**Assigned task:**
The full listing should be set down again precisely.
= Beginning of Section =
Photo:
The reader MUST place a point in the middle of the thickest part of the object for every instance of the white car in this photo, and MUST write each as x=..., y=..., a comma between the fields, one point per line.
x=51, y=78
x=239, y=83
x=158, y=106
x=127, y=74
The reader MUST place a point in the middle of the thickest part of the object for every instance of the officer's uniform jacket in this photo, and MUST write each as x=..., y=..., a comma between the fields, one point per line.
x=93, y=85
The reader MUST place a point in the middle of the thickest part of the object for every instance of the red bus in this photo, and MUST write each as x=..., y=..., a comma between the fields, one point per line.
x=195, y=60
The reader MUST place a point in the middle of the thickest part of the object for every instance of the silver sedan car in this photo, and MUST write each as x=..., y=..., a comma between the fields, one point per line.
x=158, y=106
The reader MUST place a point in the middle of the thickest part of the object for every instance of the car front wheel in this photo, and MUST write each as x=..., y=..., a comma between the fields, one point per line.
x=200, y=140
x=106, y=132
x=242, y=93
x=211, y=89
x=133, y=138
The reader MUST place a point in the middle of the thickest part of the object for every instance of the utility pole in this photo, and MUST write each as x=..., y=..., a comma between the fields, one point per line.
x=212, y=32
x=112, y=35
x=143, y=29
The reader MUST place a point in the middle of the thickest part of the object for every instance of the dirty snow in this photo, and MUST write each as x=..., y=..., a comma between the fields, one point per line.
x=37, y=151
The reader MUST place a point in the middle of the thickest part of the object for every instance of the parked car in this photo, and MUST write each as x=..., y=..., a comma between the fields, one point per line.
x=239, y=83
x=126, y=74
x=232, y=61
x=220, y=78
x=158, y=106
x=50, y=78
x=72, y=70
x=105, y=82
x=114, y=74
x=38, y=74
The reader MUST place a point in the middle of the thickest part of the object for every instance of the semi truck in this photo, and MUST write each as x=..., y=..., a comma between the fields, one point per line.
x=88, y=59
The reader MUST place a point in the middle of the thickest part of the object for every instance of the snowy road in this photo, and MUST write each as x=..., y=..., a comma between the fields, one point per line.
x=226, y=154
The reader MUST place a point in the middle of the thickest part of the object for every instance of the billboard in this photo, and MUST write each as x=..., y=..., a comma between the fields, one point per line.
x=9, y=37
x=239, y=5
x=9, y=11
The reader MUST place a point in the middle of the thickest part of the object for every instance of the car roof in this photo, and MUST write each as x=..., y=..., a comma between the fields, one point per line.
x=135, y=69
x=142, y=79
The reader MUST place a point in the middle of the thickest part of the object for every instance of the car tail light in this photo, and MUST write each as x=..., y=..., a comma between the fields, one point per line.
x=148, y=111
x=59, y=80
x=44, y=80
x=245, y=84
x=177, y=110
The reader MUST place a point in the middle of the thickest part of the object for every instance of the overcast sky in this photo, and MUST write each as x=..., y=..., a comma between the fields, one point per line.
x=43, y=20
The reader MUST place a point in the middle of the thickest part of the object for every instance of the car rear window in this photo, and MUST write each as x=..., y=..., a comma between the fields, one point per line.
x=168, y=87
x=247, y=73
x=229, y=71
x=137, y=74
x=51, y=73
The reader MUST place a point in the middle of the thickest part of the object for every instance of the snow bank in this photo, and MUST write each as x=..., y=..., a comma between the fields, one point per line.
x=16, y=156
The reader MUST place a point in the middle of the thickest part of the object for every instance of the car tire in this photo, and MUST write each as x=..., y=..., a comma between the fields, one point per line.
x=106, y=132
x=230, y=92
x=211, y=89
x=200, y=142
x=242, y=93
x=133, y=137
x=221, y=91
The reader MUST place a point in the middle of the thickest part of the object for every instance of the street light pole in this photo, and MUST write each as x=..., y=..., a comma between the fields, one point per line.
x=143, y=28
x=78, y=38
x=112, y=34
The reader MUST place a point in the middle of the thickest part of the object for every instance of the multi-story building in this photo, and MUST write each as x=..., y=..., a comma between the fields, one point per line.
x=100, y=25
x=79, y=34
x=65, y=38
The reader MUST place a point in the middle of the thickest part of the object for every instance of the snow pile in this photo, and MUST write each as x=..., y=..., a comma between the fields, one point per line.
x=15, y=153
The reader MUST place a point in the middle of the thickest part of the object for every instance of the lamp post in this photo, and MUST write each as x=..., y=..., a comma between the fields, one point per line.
= End of Section =
**Answer for this exercise:**
Photo:
The reader MUST place a point in the middle of the thickest part of the object for every instance of the white car in this photo, and MUST write each as x=..., y=..., a comma between the fields, one point per line.
x=51, y=78
x=239, y=83
x=158, y=106
x=127, y=74
The reader MUST place a point in the middle of the thickest part of the object for every instance of the officer's uniform jacket in this photo, and MUST write each as x=..., y=..., a comma between the fields, one point per line.
x=93, y=85
The reader MUST place a point in the middle of the thickest part of the object for every instance of the red bus in this photo, and MUST write each as x=..., y=..., a comma between the fields, one point per line.
x=195, y=60
The reader MUST place a point in the middle of the thickest part of the object for every instance of the silver sedan car in this photo, and MUST write each as x=..., y=..., a comma between the fields, one point per line.
x=158, y=106
The reader MUST place a point in the middle of the thickest part of the object for every instance of the car front wheel in this photo, and MUST write each as x=..., y=..., a comma between the fields, one point per line.
x=200, y=140
x=106, y=132
x=242, y=93
x=211, y=89
x=133, y=138
The reader MUST place a point in the middle of the thickest part of the object for every instance of the utility pole in this photo, and MUST write each as x=..., y=..., a comma between the fields, one point per line.
x=212, y=32
x=112, y=35
x=143, y=29
The reader MUST place a point in the middle of the thickest part of the object for every instance of the dirty snow in this photo, and MUST write each as x=..., y=..., a comma between the fields, one point per line.
x=37, y=151
The reader MUST place a point in the middle of the thickest part of the object for every instance of the parked car in this photo, and MUST write each as x=..., y=..., a comma between the fields, one point per line.
x=239, y=83
x=126, y=74
x=232, y=61
x=220, y=78
x=158, y=106
x=50, y=78
x=72, y=70
x=105, y=82
x=114, y=74
x=38, y=74
The reader MUST place a point in the middle of the thickest part of the object for every instance of the semi truck in this photo, and MUST write each as x=..., y=..., a comma between the fields, one point per line.
x=88, y=59
The reader MUST place a point in the middle of the thickest part of the object for every instance of the snowy road in this photo, and MUST write each as x=..., y=..., a comma between the fields, one point per line.
x=226, y=154
The reader MUST place a point in the middle of the thickest part of the object for every instance of the billboard in this photo, and MUST write each as x=..., y=..., a comma between the fields, one point per line.
x=9, y=37
x=239, y=5
x=9, y=11
The reader MUST place a point in the middle of the thickest part of the object for every instance of the car roof in this photo, and MUST write each as x=..., y=..., a comma between the fields, one point per line.
x=135, y=69
x=142, y=79
The reader MUST place a point in the middle of the thickest part of the object for every instance of the car tail light in this photo, and MUST write each as x=..., y=..., a comma between the fields, one point per line.
x=148, y=111
x=59, y=80
x=44, y=80
x=245, y=84
x=177, y=110
The reader MUST place a point in the middle of the thickest part of the object for every instance of the overcast sky in this photo, and MUST write each as x=..., y=..., a comma between the fields, one point per line.
x=43, y=20
The reader MUST place a point in the middle of the thickest part of the object for every instance of the car rear window in this photo, and MUST write each as x=..., y=..., a comma between the fields, one point per line.
x=168, y=87
x=247, y=73
x=229, y=71
x=137, y=74
x=51, y=73
The reader MUST place a point in the middle of the thickest part of the object for every instance of the snow bank in this photo, and MUST write each as x=..., y=..., a comma between the fields, one point per line.
x=16, y=156
The reader MUST place a point in the middle of the thickest part of the object for every instance of the car tire in this photo, and MUST write each as x=..., y=..., a comma between the fields, one point per line.
x=106, y=132
x=230, y=92
x=211, y=89
x=200, y=142
x=242, y=93
x=133, y=137
x=221, y=91
The reader MUST place a point in the middle of the thickest part of the object for every instance of the street light pole in this photo, and MUST write each as x=..., y=..., a comma between the fields, one point per line.
x=143, y=28
x=78, y=38
x=112, y=34
The reader MUST place a point in the middle of the thickest part of the object for every instance of the multi-story building in this photo, and MUST write each as x=..., y=..., a comma between the fields, one point per line.
x=100, y=25
x=79, y=34
x=65, y=38
The reader MUST place a point in the middle of the thickest part of the object for every instance of the snow pile in this photo, and MUST write each as x=..., y=..., a comma between the fields, one point per line.
x=15, y=153
The reader MUST place a point in the middle of the thickest part of the object for every instance of the lamp post in this photo, and MUST write each as x=..., y=..., a comma between the fields, one point per line.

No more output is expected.